** start **

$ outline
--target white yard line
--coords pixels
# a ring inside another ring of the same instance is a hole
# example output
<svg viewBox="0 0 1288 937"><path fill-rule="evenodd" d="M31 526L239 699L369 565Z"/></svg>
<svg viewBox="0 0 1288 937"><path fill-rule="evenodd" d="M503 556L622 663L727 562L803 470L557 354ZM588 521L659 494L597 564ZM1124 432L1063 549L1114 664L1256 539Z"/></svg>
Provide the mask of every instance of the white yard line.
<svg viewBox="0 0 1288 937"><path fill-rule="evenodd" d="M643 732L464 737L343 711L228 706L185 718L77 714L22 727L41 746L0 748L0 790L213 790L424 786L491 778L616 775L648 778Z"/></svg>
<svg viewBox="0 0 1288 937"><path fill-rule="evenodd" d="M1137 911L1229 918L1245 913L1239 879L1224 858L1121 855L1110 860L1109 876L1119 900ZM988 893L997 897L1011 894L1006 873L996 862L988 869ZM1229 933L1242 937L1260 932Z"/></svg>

** end **

Reproduce every line above character for character, with no changes.

WRITTEN RESPONSE -
$ outline
--target white yard line
--coords pixels
# a ring inside another ring of the same instance is a hole
# example output
<svg viewBox="0 0 1288 937"><path fill-rule="evenodd" d="M31 526L239 699L369 565Z"/></svg>
<svg viewBox="0 0 1288 937"><path fill-rule="evenodd" d="M503 556L622 663L727 562L803 470L557 354ZM588 521L659 494L597 564ZM1124 432L1063 549L1114 664L1256 539Z"/></svg>
Provide the mask of every instance of the white yard line.
<svg viewBox="0 0 1288 937"><path fill-rule="evenodd" d="M643 732L464 737L343 711L228 706L185 718L77 714L22 727L41 746L0 748L0 790L213 790L424 786L491 778L616 775L648 778Z"/></svg>
<svg viewBox="0 0 1288 937"><path fill-rule="evenodd" d="M1137 911L1229 918L1245 913L1239 879L1224 858L1121 855L1110 860L1109 876L1119 900ZM988 893L997 897L1011 894L1006 873L996 862L988 869ZM1229 933L1242 937L1260 932Z"/></svg>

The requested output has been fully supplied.